- _AIM OF THE TASK_: Without skipping anything, print all of the data exactly.

- _DATA FOR ANALYSIS_:
========

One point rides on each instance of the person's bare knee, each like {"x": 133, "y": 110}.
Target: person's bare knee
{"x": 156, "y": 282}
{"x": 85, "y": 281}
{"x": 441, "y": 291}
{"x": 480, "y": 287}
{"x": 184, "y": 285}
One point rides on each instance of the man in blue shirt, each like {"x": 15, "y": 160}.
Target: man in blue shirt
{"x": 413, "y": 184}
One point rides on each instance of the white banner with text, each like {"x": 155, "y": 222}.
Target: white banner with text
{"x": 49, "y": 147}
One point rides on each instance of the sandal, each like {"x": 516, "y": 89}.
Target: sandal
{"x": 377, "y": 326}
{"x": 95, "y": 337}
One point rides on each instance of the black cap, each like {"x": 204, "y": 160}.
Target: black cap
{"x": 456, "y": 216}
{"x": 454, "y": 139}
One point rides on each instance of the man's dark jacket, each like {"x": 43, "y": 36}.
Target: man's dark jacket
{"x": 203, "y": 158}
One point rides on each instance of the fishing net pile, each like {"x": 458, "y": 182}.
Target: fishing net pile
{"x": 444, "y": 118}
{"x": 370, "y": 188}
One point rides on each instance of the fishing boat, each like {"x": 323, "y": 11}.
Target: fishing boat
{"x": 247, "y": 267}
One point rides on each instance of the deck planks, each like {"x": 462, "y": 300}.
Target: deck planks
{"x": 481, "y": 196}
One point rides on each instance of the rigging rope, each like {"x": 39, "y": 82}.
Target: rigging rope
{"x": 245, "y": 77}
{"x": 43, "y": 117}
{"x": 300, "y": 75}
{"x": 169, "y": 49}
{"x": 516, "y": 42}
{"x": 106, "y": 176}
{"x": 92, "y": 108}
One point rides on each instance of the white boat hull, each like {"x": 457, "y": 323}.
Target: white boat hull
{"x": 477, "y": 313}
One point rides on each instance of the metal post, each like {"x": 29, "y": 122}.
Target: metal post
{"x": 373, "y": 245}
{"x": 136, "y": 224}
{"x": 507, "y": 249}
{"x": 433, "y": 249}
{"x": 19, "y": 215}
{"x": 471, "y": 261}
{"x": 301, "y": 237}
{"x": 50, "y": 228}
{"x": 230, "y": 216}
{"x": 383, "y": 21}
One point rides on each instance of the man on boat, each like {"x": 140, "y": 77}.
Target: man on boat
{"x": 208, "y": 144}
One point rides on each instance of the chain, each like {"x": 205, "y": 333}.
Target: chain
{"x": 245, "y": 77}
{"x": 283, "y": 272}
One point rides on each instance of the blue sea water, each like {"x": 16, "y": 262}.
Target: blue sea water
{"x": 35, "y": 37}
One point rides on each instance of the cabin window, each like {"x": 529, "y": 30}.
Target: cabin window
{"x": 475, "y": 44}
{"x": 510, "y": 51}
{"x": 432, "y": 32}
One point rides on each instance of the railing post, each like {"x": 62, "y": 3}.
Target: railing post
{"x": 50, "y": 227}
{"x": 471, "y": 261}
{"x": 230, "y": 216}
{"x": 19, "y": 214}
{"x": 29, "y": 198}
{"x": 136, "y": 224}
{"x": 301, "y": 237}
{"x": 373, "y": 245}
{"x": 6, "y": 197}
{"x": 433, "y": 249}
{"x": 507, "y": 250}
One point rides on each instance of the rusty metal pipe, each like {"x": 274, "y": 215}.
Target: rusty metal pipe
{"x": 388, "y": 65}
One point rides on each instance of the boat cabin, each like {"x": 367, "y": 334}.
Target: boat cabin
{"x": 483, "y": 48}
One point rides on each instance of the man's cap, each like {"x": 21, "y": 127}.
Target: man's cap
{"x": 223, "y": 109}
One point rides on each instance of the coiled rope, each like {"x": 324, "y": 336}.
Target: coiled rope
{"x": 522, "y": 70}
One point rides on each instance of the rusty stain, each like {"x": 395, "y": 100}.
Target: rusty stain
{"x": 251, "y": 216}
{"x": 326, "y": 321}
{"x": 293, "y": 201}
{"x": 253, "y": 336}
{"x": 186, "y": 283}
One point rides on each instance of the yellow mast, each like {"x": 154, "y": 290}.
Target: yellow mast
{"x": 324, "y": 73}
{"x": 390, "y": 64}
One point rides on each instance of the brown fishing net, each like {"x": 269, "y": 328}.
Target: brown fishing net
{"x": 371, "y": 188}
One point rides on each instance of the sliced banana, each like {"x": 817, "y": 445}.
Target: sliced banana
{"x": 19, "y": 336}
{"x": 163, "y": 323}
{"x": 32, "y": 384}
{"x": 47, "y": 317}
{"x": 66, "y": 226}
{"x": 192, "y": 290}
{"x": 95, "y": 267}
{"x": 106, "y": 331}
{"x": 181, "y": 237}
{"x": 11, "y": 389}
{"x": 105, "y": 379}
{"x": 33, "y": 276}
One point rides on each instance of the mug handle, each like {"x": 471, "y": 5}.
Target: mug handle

========

- _WRITTEN ANSWER_:
One point rides on each instance of the person's bare knee, each like {"x": 133, "y": 110}.
Target: person's bare knee
{"x": 156, "y": 282}
{"x": 85, "y": 281}
{"x": 441, "y": 291}
{"x": 480, "y": 287}
{"x": 184, "y": 285}
One point rides on each instance of the man in blue shirt, each like {"x": 15, "y": 160}.
Target: man in blue shirt
{"x": 413, "y": 184}
One point rides on each instance of the white banner with text, each like {"x": 155, "y": 222}.
Target: white banner with text
{"x": 49, "y": 147}
One point rides on each instance of the sandal, each like {"x": 516, "y": 89}.
Target: sandal
{"x": 377, "y": 326}
{"x": 95, "y": 337}
One point rides on each instance of the black cap, each like {"x": 204, "y": 160}.
Target: black cap
{"x": 456, "y": 216}
{"x": 454, "y": 139}
One point rides on each instance of the man's dark jacket, each like {"x": 43, "y": 36}.
Target: man's dark jacket
{"x": 203, "y": 158}
One point rides on each instance of the fishing net pile, each like {"x": 458, "y": 182}.
Target: fishing net pile
{"x": 444, "y": 118}
{"x": 370, "y": 188}
One point rides on each instance of the fishing boat, each like {"x": 323, "y": 11}.
Target: fishing boat
{"x": 247, "y": 267}
One point rides on each instance of the deck planks, each like {"x": 462, "y": 300}.
Target: deck planks
{"x": 481, "y": 196}
One point rides on each instance of the rigging rope, each like {"x": 39, "y": 82}.
Target: rigging rope
{"x": 245, "y": 77}
{"x": 43, "y": 117}
{"x": 300, "y": 75}
{"x": 169, "y": 49}
{"x": 516, "y": 42}
{"x": 106, "y": 176}
{"x": 92, "y": 108}
One point rides on each instance of the white boat hull, each like {"x": 457, "y": 323}.
Target: white boat hull
{"x": 477, "y": 313}
One point rides on each instance of the metal post, each like {"x": 29, "y": 122}.
Target: metal post
{"x": 373, "y": 245}
{"x": 136, "y": 224}
{"x": 507, "y": 249}
{"x": 433, "y": 249}
{"x": 19, "y": 215}
{"x": 471, "y": 261}
{"x": 301, "y": 237}
{"x": 50, "y": 228}
{"x": 230, "y": 216}
{"x": 383, "y": 21}
One point rides on each instance of the man on boat, each like {"x": 140, "y": 77}.
Target: man on boat
{"x": 208, "y": 144}
One point rides on each instance of the chain, each like {"x": 205, "y": 333}.
Target: chain
{"x": 245, "y": 77}
{"x": 283, "y": 272}
One point rides on each instance of the blue sea water, each like {"x": 16, "y": 262}.
Target: blue sea water
{"x": 35, "y": 37}
One point rides on each instance of the cabin window, each like {"x": 529, "y": 30}.
Target: cabin window
{"x": 475, "y": 44}
{"x": 510, "y": 51}
{"x": 432, "y": 32}
One point rides on each instance of the railing post, each like {"x": 62, "y": 3}.
Target: railing post
{"x": 50, "y": 227}
{"x": 471, "y": 261}
{"x": 230, "y": 216}
{"x": 19, "y": 214}
{"x": 29, "y": 198}
{"x": 136, "y": 224}
{"x": 301, "y": 237}
{"x": 373, "y": 245}
{"x": 6, "y": 197}
{"x": 433, "y": 249}
{"x": 507, "y": 250}
One point rides on each instance of the rusty metal pipe, each like {"x": 274, "y": 215}.
Target: rusty metal pipe
{"x": 388, "y": 65}
One point rides on each instance of the boat cabin, each like {"x": 367, "y": 334}.
Target: boat cabin
{"x": 483, "y": 48}
One point rides on each instance of the man's cap, each like {"x": 21, "y": 127}.
Target: man's cap
{"x": 223, "y": 109}
One point rides on each instance of the coiled rope, each like {"x": 324, "y": 336}.
Target: coiled rope
{"x": 522, "y": 70}
One point rides on each instance of the rusty stain, each like {"x": 395, "y": 100}.
Target: rusty stain
{"x": 251, "y": 216}
{"x": 326, "y": 321}
{"x": 293, "y": 201}
{"x": 253, "y": 336}
{"x": 186, "y": 283}
One point rides on each instance of the yellow mast, each like {"x": 154, "y": 290}.
Target: yellow mast
{"x": 324, "y": 73}
{"x": 390, "y": 64}
One point rides on each instance of the brown fishing net, each like {"x": 269, "y": 328}.
Target: brown fishing net
{"x": 371, "y": 188}
One point rides on each instance of the sliced banana, each like {"x": 817, "y": 445}.
Target: sliced banana
{"x": 19, "y": 336}
{"x": 163, "y": 323}
{"x": 32, "y": 384}
{"x": 47, "y": 317}
{"x": 66, "y": 226}
{"x": 192, "y": 290}
{"x": 95, "y": 267}
{"x": 106, "y": 331}
{"x": 181, "y": 237}
{"x": 11, "y": 389}
{"x": 105, "y": 379}
{"x": 33, "y": 276}
One point rides on each instance of the mug handle, each like {"x": 471, "y": 5}.
Target: mug handle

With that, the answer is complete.